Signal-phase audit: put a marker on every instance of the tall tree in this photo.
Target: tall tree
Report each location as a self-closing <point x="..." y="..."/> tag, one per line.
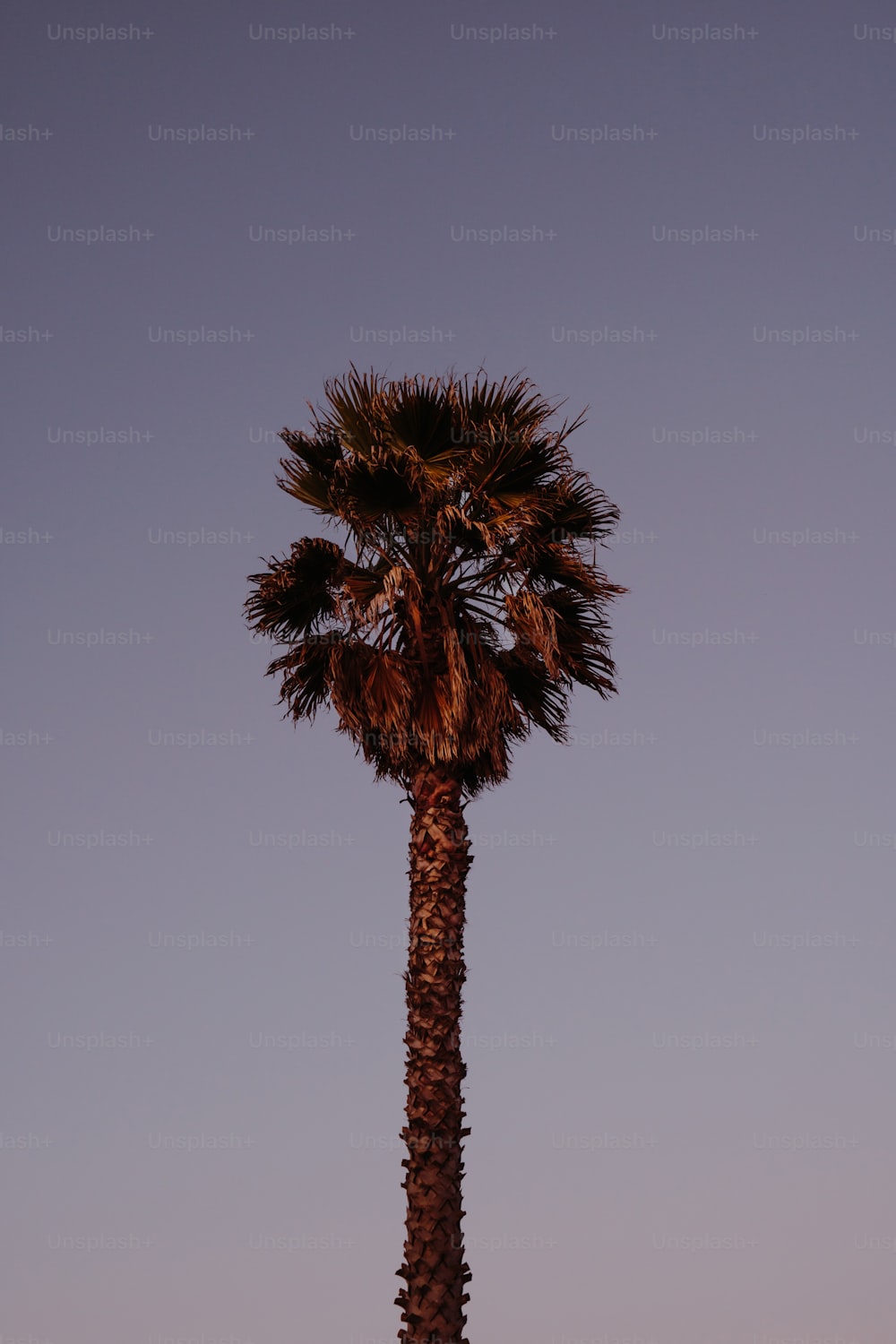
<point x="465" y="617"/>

...

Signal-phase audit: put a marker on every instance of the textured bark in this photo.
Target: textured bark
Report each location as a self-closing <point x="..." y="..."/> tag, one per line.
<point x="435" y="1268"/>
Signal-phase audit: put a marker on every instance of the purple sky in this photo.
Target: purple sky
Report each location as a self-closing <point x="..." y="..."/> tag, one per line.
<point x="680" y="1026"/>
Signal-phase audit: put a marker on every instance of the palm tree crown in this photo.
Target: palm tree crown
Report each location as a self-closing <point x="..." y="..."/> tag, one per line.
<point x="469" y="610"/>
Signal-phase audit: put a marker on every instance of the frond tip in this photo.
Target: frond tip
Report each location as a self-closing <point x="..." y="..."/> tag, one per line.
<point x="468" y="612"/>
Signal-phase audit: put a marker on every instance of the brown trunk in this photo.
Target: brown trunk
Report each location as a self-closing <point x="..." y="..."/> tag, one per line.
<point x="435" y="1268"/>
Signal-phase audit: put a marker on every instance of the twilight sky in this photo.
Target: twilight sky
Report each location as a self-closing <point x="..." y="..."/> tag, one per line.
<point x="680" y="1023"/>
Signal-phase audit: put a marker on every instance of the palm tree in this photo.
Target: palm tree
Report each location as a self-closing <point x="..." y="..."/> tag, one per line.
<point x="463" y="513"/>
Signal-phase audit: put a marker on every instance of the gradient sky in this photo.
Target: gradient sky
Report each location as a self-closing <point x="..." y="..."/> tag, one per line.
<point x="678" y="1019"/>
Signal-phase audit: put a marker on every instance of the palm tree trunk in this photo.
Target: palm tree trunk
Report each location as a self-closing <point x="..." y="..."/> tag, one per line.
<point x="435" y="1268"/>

--

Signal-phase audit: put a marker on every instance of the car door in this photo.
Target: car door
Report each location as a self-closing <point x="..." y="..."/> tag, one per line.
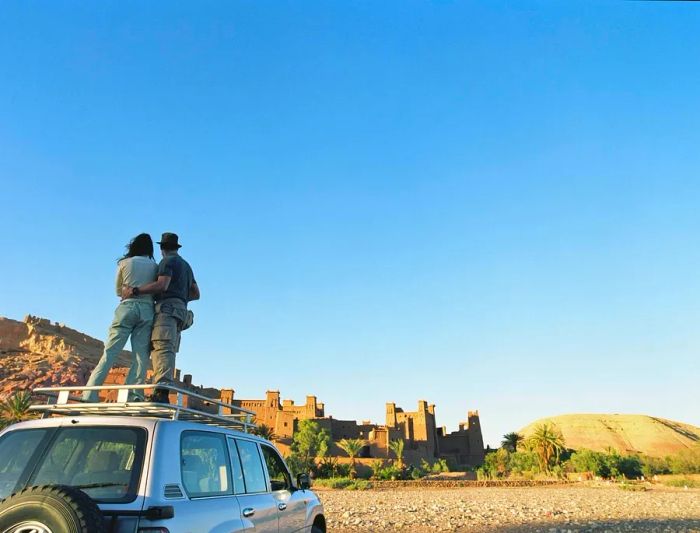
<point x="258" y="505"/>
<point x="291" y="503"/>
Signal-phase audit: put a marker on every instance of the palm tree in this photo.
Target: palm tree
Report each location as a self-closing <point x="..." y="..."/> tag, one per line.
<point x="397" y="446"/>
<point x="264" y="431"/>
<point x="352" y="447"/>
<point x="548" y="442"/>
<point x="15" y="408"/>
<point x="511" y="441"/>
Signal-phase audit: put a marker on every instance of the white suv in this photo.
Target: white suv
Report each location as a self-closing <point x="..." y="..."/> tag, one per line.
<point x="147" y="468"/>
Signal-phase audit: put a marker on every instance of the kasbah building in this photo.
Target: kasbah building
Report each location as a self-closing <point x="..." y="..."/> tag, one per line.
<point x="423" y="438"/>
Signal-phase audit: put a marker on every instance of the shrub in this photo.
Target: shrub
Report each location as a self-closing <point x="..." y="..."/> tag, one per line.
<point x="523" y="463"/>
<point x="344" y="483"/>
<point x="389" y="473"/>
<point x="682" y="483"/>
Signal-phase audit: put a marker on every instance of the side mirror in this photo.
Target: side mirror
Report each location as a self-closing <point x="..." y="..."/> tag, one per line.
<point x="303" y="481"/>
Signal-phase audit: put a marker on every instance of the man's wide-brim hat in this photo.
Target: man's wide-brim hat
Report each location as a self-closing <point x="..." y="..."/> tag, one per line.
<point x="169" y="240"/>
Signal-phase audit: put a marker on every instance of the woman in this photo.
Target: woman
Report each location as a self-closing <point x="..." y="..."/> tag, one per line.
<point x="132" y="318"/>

** Instructions to follow **
Before answering, check every line of the records for the string "wide", then state how many lines have it, with the number only.

** Result of the task **
2